**Aufgabe 1**
Beantworte zum Text über die Notwasserung auf den Malediven diese Fragen:
(a) Vor welcher Insel setzt Captain Shawn das Wasserflugzeug auf dem Meer auf?
(b) Weshalb konnte der australische Pilot nicht in der Hauptstadt Male landen?
(c) Wie viele Stunden hat es laut Text ohne Unterbrechung geregnet?
**Aufgabe 2**
Schreibe die Fortsetzung des Textes über die Notwasserung auf den Malediven, beginnend nach seinem letzten Satz.

---- Text

Bild: Malediven, Landeanflug
Ausgerechnet auf den Malediven. Ausgerechnet hier, wo Reisekataloge das
Paradies ansiedeln und Gott noch einen kräftigen Extraschuss Blau ins
Meerwasser gab. Eine Notwasserung im Indischen Ozean! Erst ein Marterflug
durch Sturzregen und Luftlöcher, dann setzt das kleine Wasserflugzeug
erstaunlich sanft auf.
Langsam, ganz langsam lösen sich die verkrampften Finger aus dem weißen
Lackleder des Sitzes. Ist es nun wirklich zu Ende? Der Flugbegleiter öffnet
die Tür, und endlich kommt frische Luft herein. Das Dröhnen, das Trudeln
und vor allem der Gestank nach Abgasen sind erst mal vorbei.
Zwar schunkelt die kanadische Twin Otter, die Captain Shawn gerade auf dem
Meer vor der Insel Velessaru aufgesetzt hat, noch kräftig weiter. Aber
wenigstens ist sie nicht mehr in der Luft, es gibt wieder einen Horizont,
und der Stewart bindet die Maschine an einer Boje fest.
Wegen Dauerregen und Sturm konnte der australische Pilot nicht in der
Hauptstadt Male landen, musste immer wieder in der Luft kreisen. Bis er der
Hand voll Passagiere mitteilte: „Wir landen jetzt, sparen Sprit und warten
auf besseres Wetter.“
Aus dem Warten wird eine Übernachtung im nächstgelegenen Touristenressort.
Am nächsten Tag - die Sonne scheint wieder, also ob nichts gewesen wäre -
werden alle sagen, dass sie so etwas noch nicht erlebt haben hier. Dass es
auf den Malediven normalerweise nicht so lange am Stück regnet. Okay, im
Oktober ist noch Regenzeit, Monsun. Aber 14 Stunden nonstop Wasser von
oben! Hatte da die Natur nur einen schlechten Tag, oder war das schon eine
winzige Folge der globalen Erwärmung?

--------
---- Quellenauszug

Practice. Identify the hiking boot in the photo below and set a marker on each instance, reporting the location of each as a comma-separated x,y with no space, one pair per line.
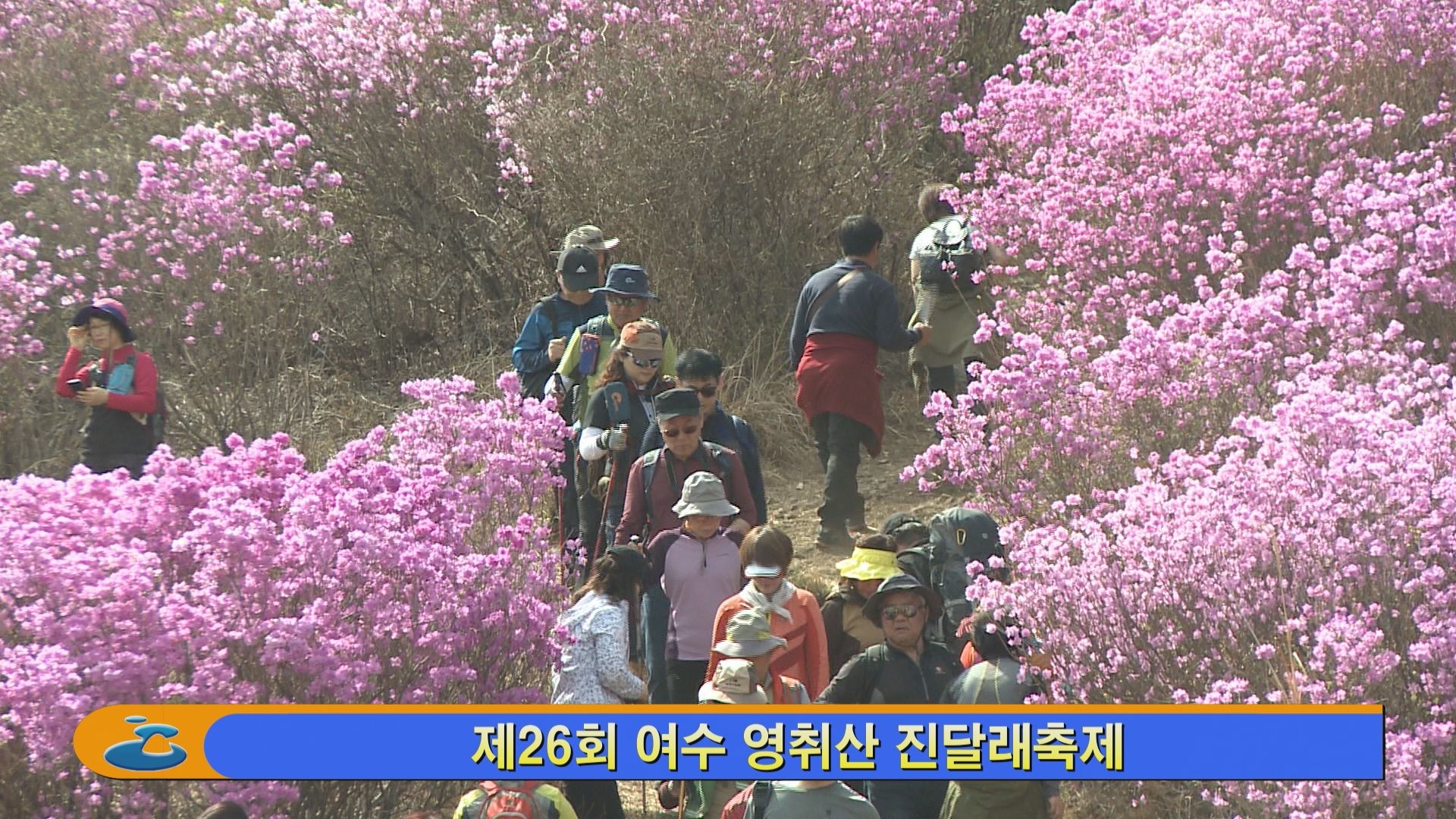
830,538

--------

**Lösung 1**
(a) Vor der Insel Velessaru.
(b) Wegen Dauerregen und Sturm.
(c) 14 Stunden.

**Lösung 2**
Rolf Berthold knackt seinen Hummer so gekonnt, dass er das weiße Fleisch
alsbald aus der Schale geputzt hat. „Grilled Maldivian Lobster“ gibt es an
diesem Abend im Sunset-Restaurant, von Kerzenlicht angedimmt, und gern
erklärt der Geschäftsführer des „White Sands Resort & Spa“, wie man dem
Schalentier zu Leibe rückt. „Tipp 1: mit den Fingern essen. Tipp 2: einfach
ausprobieren.“
Der Weg zum Restaurant führt an Palmen und Schraubenbäumen vorbei - Bäume,
die ihre Wurzeln horizontal vor sich her schieben. Selbst nachts ist es
noch 25 Grad warm. Lampen geben Orientierung. Eine Hütte hier, ein Pavillon
dort. Viel Holz und weiße Wände. Alles sehr zurückhaltend.
Gebaut nur für Besucher - das ist Prinzip auf den Malediven: Touristen und
Einheimische leben hier getrennt. Insgesamt gibt es ca. 1.190 Inseln in 26
Atollen. Rund 200 sind bewohnt, 120 von Einheimischen, der Rest sind
Ressorts. Eine Insel, ein Ressort, ein Name: White Sands beispielsweise
heißt eigentlich Dhidhoofinolhu, was in der Landessprache Dhivehi „weißer
Sand“ heißt. Mit 1,9 Kilometern Länge und einer Breite von bis zu 120
Metern ist dieses Eiland relativ groß. Nur 20 Prozent einer Insel dürfen
bebaut werden, kein Gebäude darf höher als die höchste Palme sein.
Der maledivische Hummer schmeckt köstlich, und er stammt tatsächlich aus
dem Meer, das abendlich dunkel und friedlich an den Strand schwappt.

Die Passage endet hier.